● Document excerpt:
[BEGIN]
The minimum wage hike took place in the city of Seattle, population ~650,000. What’s all this talk about “area restaurants,” “the Seattle area,” and the “Emerald City MSA”? (Note that companies with under 500 employees — that includes most restaurants — the actual date is 2021, not 2017).
This is simply someone with an agenda deliberately being intellectually dishonest in an attempt to mislead readers and spread misinformation widely through the conservative echo chamber. It’s a tried and true method that, unfortunately, has worked time and again.
When Perry talks about Seattle (city proper) and the “Seattle area,” you may not know it, but he’s talking about two very, very different areas.
Legislatively, economically, legally and socially, these are two completely different regions. Perhaps most important of all, in terms of data collection for the subject at hand, the map below shows exactly how different they are:
Seattle, the city in question whose minimum wage is now $11, on its way to $15 over the next 3-7 years – is (as best as Paintbrush lets me draw it) the area within the red oval. The “Seattle area” or “Emerald City MSA,” as Perry misleadingly wrote, are the three more darkly shaded counties – Pierce (bottom), King (middle), and Snohomish (top) – engulfing Seattle and making it look, well, geographically tiny in comparison.
[END]
● Excerpted records:
[BEGIN]
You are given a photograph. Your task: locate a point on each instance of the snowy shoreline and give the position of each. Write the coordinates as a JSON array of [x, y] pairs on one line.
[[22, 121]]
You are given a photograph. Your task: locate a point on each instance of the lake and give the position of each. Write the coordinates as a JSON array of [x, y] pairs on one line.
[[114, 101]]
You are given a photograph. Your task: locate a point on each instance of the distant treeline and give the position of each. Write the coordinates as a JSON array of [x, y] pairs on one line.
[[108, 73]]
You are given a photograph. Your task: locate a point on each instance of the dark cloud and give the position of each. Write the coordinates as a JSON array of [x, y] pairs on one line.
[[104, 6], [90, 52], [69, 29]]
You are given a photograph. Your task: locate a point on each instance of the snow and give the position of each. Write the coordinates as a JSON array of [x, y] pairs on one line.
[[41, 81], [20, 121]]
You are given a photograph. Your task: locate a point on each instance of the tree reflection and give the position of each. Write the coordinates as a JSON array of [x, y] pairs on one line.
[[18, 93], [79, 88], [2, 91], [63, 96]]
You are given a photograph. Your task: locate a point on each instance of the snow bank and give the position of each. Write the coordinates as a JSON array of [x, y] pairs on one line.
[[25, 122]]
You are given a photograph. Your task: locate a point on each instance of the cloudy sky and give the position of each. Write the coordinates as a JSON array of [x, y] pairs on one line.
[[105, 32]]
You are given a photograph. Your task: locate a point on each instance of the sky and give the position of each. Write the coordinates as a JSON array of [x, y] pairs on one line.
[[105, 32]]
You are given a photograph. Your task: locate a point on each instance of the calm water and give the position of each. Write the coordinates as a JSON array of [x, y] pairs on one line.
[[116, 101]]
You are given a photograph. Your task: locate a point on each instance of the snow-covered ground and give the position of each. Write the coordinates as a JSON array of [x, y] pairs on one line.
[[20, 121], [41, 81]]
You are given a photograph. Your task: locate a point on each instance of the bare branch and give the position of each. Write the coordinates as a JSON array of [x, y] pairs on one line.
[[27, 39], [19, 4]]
[END]
● Task directions:
In the passage on Seattle's minimum wage, which three counties make up the "Seattle area" shaded on the map? The entries stand apart from the passage on Seattle's minimum wage and are separate material.

● Written reply:
Pierce, King, and Snohomish.